* _Texte du document_
++++++++++++++++++++
Il existe une relation entre le microbiome intestinal et les cellules Th17. Chez les souris traitées par des antibiotiques, il n’y a pas eu d’augmentation du nombre de cellules Th17 dans l’intestin après une infection par le virus de la grippe. Lorsque les bactéries intestinales de souris infectées par le virus de la grippe ont été transférées à des animaux non infectés, les niveaux d’IL-17A ont augmenté. Cet effet n’a pas été observé si les animaux receveurs étaient traités avec des antibiotiques.
Une question clé est de savoir comment l’infection par le virus de la grippe dans le poumon affecte le microbiote intestinal. La chimiokine CCL25, produite par les cellules épithéliales intestinales, attire les lymphocytes du poumon vers l’intestin. La production de CCL25 dans l’intestin a augmenté chez les souris infectées par le virus de la grippe, et le traitement des souris avec un anticorps contre cette cytokine a réduit les lésions intestinales et bloqué les modifications du microbiome intestinal.
Les lymphocytes T auxiliaires qui sont recrutés dans l’intestin par la chimiokine CCL25 produisent le récepteur de la chimiokine appelé CCR9. Ces cellules Th positives au CCR9 ont augmenté en nombre dans le poumon et l’intestin de souris infectées par le virus de la grippe. Lorsque des cellules T auxiliaires provenant de souris infectées par le virus ont été transférées dans des animaux non infectés, elles se sont dirigées vers le poumon ; après l’infection par le virus, elles ont également été trouvées dans l’intestin.
Comment les cellules Th positives CCR9 du poumon influencent-elles le microbiote intestinal ? Le coupable semble être l’interféron gamma, produit par les cellules Th dérivées du poumon. Chez les souris dépourvues d’interféron gamma, l’infection virale entraîne une réduction des lésions intestinales et des niveaux normaux d’IL-17A. Les cellules Th positives CCR9 dérivées du poumon sont responsables de l’augmentation du nombre de cellules Th17 dans l’intestin par le biais de la cytokine IL-15.
++++++++++++++++++++
* _Jeu de données_
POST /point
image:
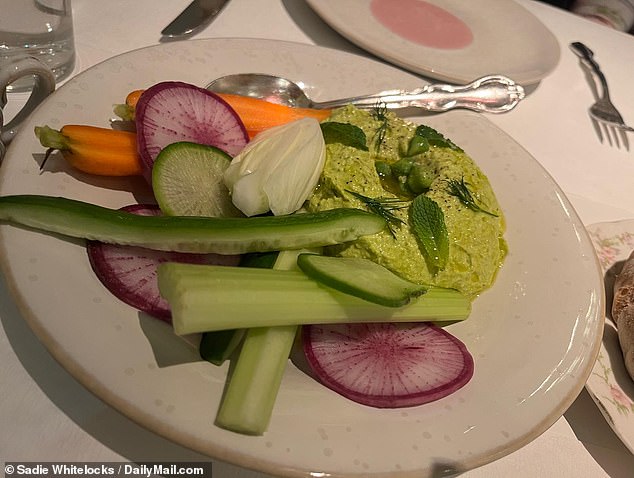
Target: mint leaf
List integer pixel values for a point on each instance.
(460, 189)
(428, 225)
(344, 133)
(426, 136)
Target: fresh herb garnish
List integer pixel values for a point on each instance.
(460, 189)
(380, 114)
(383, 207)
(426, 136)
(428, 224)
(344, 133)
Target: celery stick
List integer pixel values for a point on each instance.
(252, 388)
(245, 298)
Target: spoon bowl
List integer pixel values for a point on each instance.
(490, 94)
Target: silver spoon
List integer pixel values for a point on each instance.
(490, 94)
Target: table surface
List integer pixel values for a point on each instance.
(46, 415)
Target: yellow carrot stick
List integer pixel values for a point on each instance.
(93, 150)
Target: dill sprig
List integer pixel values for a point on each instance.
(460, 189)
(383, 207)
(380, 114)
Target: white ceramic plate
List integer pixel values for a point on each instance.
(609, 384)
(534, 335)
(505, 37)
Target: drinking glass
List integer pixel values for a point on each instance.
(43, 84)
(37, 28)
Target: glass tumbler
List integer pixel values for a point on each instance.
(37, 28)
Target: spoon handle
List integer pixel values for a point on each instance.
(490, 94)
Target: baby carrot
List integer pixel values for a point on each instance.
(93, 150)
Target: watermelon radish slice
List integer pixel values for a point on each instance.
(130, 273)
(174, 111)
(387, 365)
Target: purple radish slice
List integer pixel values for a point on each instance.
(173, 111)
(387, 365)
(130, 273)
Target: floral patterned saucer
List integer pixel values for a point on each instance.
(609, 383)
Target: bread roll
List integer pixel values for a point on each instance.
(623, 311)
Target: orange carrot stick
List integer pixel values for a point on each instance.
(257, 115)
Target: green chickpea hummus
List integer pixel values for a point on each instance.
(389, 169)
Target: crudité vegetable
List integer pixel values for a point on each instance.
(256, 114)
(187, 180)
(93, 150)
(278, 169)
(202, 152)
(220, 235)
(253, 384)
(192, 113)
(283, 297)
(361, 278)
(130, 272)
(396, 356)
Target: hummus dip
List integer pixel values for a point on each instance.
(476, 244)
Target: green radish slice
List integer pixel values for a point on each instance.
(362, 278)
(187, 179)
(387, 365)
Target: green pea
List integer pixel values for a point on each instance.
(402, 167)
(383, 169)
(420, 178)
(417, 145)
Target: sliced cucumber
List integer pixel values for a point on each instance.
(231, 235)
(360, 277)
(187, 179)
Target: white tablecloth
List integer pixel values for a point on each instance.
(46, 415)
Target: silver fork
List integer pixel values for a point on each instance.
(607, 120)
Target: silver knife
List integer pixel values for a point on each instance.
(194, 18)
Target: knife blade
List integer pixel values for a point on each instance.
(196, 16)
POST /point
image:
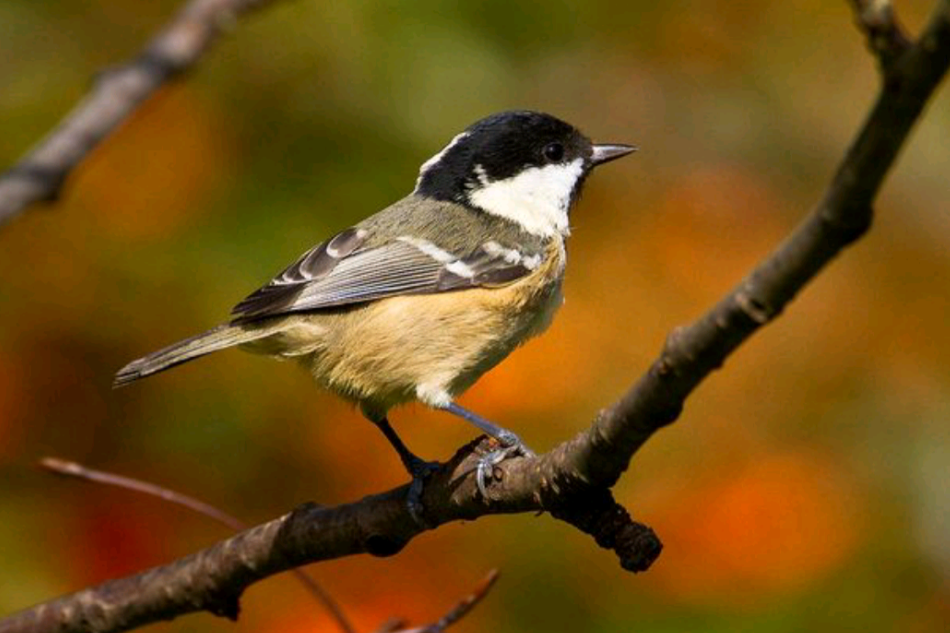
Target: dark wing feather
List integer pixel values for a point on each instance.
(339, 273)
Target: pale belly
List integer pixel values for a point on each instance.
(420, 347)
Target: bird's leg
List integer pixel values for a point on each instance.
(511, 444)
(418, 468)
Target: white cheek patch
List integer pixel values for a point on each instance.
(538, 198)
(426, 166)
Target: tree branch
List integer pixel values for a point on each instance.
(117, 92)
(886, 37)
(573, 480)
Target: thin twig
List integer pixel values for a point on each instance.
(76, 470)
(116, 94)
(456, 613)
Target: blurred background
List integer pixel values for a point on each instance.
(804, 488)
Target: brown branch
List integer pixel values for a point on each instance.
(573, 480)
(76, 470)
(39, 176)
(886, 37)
++++++++++++++++++++
* _Mise en pratique_
a - Restituez mot pour mot le passage du texte sur la grippe et le microbiote intestinal qui s'ouvre sur les mots contenant « Comment les cellules » et se clôt sur « la cytokine IL-15. ».
b - Reprenez le texte sur la grippe et le microbiote intestinal pour le poursuivre après sa dernière phrase.

* _Réponses par consigne_
a -
Comment les cellules Th positives CCR9 du poumon influencent-elles le microbiote intestinal ? Le coupable semble être l’interféron gamma, produit par les cellules Th dérivées du poumon. Chez les souris dépourvues d’interféron gamma, l’infection virale entraîne une réduction des lésions intestinales et des niveaux normaux d’IL-17A. Les cellules Th positives CCR9 dérivées du poumon sont responsables de l’augmentation du nombre de cellules Th17 dans l’intestin par le biais de la cytokine IL-15.

b -
Ces résultats montrent que l’infection du poumon par le virus de la grippe entraîne la production de cellules Th positives CCR9, qui migrent vers l’intestin. Ces cellules produisent de l’interféron gamma, qui modifie le microbiome intestinal. Le nombre de cellules Th17 dans l’intestin augmente, ce qui entraîne des lésions intestinales. L’altération du microbiome intestinal stimule également la production d’IL-15 qui, à son tour, augmente le nombre de cellules Th17.
Il a été proposé que toutes les surfaces muqueuses soient liées par un système immunitaire muqueux commun et interconnecté. Les résultats présentés dans cette étude sont cohérents avec la communication entre les muqueuses pulmonaires et intestinales. D’autres exemples d’un système immunitaire muqueux commun incluent la prévention de l’asthme chez les souris par la bactérie Helicobacter pylori dans l’estomac, et la protection vaginale contre l’infection par le virus herpès simplex de type 2 conférée par une immunisation intransale.
Ces résultats expliquent-ils les symptômes gastro-intestinaux qui peuvent accompagner la grippe chez l’homme ? La réponse n’est pas claire, car l’infection de souris par le virus de la grippe PR8 est un modèle d’infection très artificiel. Il devrait être possible d’échantillonner le contenu intestinal humain et de déterminer si les altérations observées chez la souris dans le microbiome intestinal, les cellules Th17 et la production d’interféron gamma sont également observées lors de l’infection du poumon par la grippe.